Une décade marocaine

Vingt-quatre avril, trois mai.

Une terre

Le Maroc est redevenu lui-même, du moins tel qu'on l'attend ; après plusieurs mois de pluies et de fraîcheurs exceptionnelles, un printemps aux touffeurs estivales s'est enfin installé, souverain, en ce pays.
La vie aux champs est telle que celles des enfances que nous n'avons pas connues mais qui restent gravées, de façon immémoriale, dans nos imaginaires.
Il est au Maroc, une agriculture à deux vitesses, la moderne aux monstrueuses machines agricoles avaleuses de vastes espaces vides d'hommes à grand renfort de poussière et de bruit, et la traditionnelle où, ployés, hommes et femmes manient avec virtuosité la faucille.
Si dans les vastes exploitations industrialisées les traitements ont éliminé les fleurs des moissons, dans les campagnes immuables les bottes et les javels sont constellés du rubis des coquelicots.
Au risque de paraître misonéiste je dirai mon bonheur à la contemplation de ces instants d'éternité où le dur labeur n'empêche pas de voir fleurir, sous les chapeaux de paille, des sourires étincelants.

▶ **Consigne**
Recopiez fidèlement le passage de l'extrait sur le Maroc qui s'ouvre sur les mots contenant « Une décade marocaine » et se termine par « dans nos imaginaires. ».

▶ **Données brutes**
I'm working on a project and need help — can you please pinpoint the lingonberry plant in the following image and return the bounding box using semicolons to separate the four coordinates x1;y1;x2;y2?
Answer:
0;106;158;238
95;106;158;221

▶ **Corrigé**
Une décade marocaine

Vingt-quatre avril, trois mai.

Une terre

Le Maroc est redevenu lui-même, du moins tel qu'on l'attend ; après plusieurs mois de pluies et de fraîcheurs exceptionnelles, un printemps aux touffeurs estivales s'est enfin installé, souverain, en ce pays.
La vie aux champs est telle que celles des enfances que nous n'avons pas connues mais qui restent gravées, de façon immémoriale, dans nos imaginaires.